* [YOUR GOAL]
Instruction for the data below: set down exactly the lines from the line with "Target: van rear window" to the line with "Target: gray building wall", inclusive, and no others.

* [GIVEN RECORDS]

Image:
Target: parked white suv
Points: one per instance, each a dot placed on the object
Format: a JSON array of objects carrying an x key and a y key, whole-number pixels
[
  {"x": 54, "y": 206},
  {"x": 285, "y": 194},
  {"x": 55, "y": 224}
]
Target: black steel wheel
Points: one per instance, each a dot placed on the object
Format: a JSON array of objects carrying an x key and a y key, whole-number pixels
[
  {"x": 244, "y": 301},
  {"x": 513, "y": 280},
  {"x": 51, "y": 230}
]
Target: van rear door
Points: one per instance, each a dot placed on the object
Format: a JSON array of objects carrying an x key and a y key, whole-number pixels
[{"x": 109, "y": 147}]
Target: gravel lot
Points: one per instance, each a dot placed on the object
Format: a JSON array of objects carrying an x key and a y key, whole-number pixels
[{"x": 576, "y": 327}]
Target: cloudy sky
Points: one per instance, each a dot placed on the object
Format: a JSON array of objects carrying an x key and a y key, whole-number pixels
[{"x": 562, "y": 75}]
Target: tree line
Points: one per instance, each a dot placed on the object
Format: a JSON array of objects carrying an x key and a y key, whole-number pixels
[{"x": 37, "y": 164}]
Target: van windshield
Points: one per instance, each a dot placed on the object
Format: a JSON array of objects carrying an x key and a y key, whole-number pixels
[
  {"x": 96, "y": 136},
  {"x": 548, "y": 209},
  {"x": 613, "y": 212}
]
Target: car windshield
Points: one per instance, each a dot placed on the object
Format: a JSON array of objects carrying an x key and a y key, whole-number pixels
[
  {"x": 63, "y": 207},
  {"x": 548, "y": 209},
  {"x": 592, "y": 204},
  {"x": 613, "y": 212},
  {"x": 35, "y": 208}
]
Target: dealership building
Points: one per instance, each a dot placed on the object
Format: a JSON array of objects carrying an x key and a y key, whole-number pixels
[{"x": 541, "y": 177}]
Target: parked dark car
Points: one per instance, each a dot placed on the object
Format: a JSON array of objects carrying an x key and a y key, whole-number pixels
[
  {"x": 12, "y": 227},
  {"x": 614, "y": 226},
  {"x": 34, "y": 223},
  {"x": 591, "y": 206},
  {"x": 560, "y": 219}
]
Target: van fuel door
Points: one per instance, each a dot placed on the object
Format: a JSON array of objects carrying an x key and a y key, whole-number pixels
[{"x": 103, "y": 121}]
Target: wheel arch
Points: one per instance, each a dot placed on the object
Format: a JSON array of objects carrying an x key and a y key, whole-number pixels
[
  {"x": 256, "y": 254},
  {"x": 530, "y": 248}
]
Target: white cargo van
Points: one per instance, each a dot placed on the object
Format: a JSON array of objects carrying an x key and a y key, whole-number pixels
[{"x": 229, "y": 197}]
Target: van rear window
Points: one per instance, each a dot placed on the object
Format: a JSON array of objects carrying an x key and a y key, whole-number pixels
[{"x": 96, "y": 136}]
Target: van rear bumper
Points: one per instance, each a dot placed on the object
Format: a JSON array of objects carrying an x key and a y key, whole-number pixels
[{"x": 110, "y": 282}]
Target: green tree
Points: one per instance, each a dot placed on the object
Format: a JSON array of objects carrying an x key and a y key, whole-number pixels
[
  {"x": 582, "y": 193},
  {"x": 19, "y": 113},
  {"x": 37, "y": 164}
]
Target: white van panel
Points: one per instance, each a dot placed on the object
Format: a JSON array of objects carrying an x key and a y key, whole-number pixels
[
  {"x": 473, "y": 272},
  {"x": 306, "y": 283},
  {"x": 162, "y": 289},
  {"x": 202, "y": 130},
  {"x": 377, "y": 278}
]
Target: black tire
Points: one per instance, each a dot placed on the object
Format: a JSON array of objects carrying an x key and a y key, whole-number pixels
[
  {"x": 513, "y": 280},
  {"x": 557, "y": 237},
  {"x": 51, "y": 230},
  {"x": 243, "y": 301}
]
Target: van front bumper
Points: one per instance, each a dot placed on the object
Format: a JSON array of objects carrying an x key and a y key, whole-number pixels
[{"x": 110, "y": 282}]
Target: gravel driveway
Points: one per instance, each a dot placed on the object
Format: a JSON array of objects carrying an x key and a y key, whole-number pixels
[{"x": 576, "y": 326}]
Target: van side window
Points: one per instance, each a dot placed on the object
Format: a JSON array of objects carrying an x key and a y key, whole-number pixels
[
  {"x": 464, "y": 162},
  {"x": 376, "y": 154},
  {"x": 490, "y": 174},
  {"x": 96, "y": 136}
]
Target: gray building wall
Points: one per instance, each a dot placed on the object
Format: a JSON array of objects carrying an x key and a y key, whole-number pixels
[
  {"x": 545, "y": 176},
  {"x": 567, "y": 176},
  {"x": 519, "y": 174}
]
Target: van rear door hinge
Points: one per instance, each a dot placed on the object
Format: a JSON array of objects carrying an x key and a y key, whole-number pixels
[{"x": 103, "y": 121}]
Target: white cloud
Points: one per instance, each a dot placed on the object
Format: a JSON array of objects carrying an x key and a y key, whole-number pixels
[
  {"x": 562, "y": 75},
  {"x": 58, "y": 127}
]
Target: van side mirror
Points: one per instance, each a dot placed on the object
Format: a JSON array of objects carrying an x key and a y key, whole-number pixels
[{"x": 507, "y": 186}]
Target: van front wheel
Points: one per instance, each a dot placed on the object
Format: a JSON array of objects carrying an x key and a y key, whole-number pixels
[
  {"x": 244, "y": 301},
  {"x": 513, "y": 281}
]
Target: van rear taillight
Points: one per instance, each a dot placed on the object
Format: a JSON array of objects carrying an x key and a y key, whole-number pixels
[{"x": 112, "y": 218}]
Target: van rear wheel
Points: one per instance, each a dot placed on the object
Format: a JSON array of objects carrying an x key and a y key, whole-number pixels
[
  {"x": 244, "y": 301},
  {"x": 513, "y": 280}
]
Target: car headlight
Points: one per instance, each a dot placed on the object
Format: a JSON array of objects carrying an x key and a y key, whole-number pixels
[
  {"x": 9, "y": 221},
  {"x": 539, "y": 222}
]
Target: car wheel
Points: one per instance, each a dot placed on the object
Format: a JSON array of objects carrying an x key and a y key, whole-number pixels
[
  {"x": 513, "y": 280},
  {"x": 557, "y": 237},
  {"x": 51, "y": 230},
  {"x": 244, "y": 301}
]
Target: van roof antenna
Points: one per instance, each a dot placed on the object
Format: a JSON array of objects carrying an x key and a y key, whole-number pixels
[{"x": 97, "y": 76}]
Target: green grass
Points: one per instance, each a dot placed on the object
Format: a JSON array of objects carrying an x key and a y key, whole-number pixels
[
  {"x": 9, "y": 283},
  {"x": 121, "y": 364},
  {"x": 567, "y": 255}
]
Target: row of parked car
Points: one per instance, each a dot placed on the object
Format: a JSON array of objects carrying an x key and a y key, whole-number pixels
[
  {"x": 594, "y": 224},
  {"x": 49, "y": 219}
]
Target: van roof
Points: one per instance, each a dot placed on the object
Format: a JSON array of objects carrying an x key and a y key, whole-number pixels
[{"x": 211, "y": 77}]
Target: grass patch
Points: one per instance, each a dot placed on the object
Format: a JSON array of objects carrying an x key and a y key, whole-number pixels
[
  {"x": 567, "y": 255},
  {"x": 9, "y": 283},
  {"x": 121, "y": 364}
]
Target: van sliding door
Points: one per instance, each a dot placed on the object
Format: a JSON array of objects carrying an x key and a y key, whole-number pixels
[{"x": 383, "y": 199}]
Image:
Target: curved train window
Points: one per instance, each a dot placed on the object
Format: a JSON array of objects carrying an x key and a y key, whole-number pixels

* [TASK ANSWER]
Target: van rear window
Points: one per instance, each a dot placed on the object
Format: a JSON array of objects carrying an x key and a y key, whole-number pixels
[{"x": 96, "y": 136}]
Target: van rear bumper
Points: one per instance, each a dot placed on the object
Format: a JSON array of objects carrying an x key and a y key, whole-number pixels
[{"x": 110, "y": 282}]
Target: green tree
Points: one per instance, each a dot placed on the object
Format: a JSON array of objects carrying an x key and a y key, whole-number pixels
[
  {"x": 582, "y": 193},
  {"x": 19, "y": 113},
  {"x": 37, "y": 164}
]
Target: white van panel
Points: one per instance, each a dot placed on the object
Format: a JSON array of objects carrying an x key and a y key, whole-number pixels
[
  {"x": 473, "y": 272},
  {"x": 306, "y": 283},
  {"x": 162, "y": 289},
  {"x": 202, "y": 130},
  {"x": 377, "y": 278}
]
Target: black tire
Points: one per instance, each a dot placed on the object
Format: a JSON array of objects carrying an x key and a y key, whole-number pixels
[
  {"x": 513, "y": 280},
  {"x": 557, "y": 237},
  {"x": 51, "y": 230},
  {"x": 243, "y": 301}
]
Target: van front bumper
Points: one per instance, each a dot placed on the object
Format: a JSON array of objects carrying an x key and a y key, whole-number pixels
[{"x": 110, "y": 282}]
Target: gravel driveway
Points: one per instance, each a dot placed on the object
Format: a JSON array of objects carrying an x key and a y key, whole-number pixels
[{"x": 576, "y": 326}]
Target: van side window
Points: one per instance, each a dot placed on the object
Format: a JSON array of objects carrying an x key and a y key, whole-number pixels
[
  {"x": 464, "y": 162},
  {"x": 376, "y": 154},
  {"x": 490, "y": 174},
  {"x": 96, "y": 136}
]
Target: gray building wall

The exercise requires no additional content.